* _SOURCE RECORDS_:
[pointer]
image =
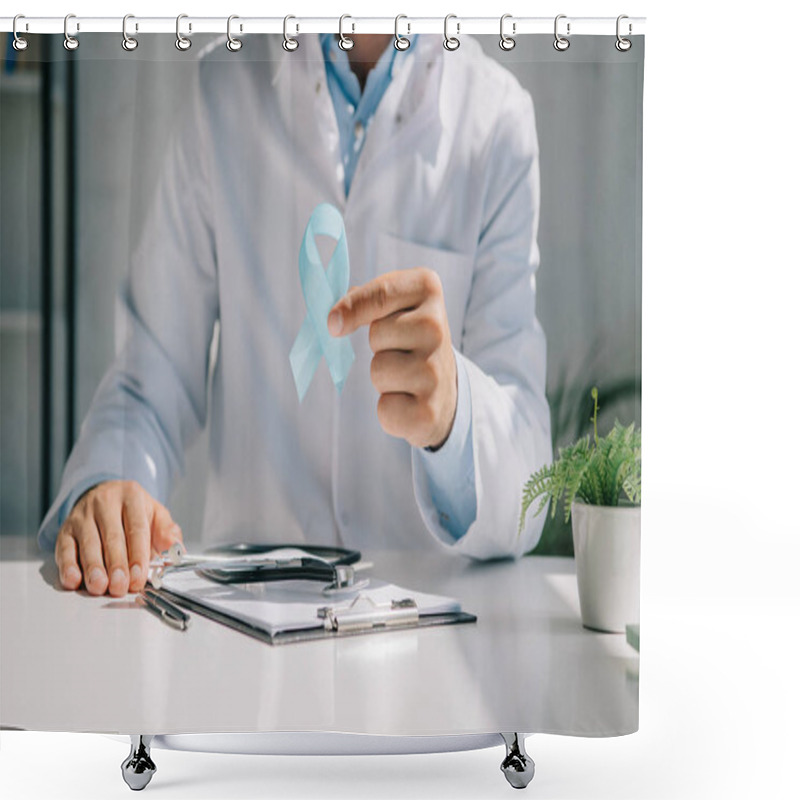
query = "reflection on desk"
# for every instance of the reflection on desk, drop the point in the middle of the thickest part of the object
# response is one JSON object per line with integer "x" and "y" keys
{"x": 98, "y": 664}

...

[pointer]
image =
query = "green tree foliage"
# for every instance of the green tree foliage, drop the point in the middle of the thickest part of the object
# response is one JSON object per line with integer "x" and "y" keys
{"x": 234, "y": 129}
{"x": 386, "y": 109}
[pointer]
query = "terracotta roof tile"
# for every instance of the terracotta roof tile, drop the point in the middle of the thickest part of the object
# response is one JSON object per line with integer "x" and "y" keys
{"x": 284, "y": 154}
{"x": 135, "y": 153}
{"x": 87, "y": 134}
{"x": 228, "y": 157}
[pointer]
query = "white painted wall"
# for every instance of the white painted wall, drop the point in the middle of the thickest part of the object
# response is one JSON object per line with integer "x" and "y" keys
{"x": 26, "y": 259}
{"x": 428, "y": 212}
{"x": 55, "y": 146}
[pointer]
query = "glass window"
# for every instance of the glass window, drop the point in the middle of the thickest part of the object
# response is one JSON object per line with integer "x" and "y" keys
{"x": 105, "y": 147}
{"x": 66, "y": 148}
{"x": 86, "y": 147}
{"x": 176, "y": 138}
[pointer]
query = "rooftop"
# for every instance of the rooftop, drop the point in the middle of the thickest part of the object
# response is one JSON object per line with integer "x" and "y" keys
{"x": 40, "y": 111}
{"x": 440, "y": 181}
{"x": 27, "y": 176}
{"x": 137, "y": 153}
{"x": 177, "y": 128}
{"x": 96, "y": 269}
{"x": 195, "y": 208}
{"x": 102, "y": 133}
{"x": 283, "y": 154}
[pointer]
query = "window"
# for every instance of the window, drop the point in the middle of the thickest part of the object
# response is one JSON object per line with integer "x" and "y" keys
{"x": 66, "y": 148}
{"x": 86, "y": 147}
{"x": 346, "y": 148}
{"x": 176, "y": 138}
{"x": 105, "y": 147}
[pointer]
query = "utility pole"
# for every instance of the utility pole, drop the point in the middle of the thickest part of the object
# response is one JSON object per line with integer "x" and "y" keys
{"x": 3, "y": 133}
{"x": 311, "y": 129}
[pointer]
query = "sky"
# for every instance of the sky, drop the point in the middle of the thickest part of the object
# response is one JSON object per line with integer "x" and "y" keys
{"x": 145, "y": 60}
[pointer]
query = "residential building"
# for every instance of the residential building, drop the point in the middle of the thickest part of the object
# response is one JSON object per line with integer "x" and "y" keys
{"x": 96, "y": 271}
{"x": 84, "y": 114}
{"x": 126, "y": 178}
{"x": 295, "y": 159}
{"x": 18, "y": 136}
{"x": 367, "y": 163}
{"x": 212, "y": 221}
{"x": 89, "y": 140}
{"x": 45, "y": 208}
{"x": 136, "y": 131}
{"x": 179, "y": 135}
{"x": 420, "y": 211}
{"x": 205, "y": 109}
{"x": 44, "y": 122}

==

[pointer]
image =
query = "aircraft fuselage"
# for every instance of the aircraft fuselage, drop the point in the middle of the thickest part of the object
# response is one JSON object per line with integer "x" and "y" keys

* _PROBLEM DESCRIPTION_: Write out exactly the lines above between the line with "# for every instance of the window, drop" and the line with "# for every instance of the sky, drop", inclusive, and nothing beyond them.

* _SOLUTION_:
# for every instance of the window, drop the point in the middle of the thickest part of the object
# response is one JSON object per line with integer "x" and "y" keys
{"x": 66, "y": 148}
{"x": 86, "y": 147}
{"x": 346, "y": 148}
{"x": 176, "y": 138}
{"x": 105, "y": 147}
[pointer]
query = "utility pole"
# for every instance of the utility pole, drop the point in the middle of the thickest part of the object
# response is one JSON object per line with integer "x" and "y" keys
{"x": 3, "y": 133}
{"x": 311, "y": 129}
[pointer]
query = "sky"
# for every instance of the sky, drop the point in the middle of the thickest part of the object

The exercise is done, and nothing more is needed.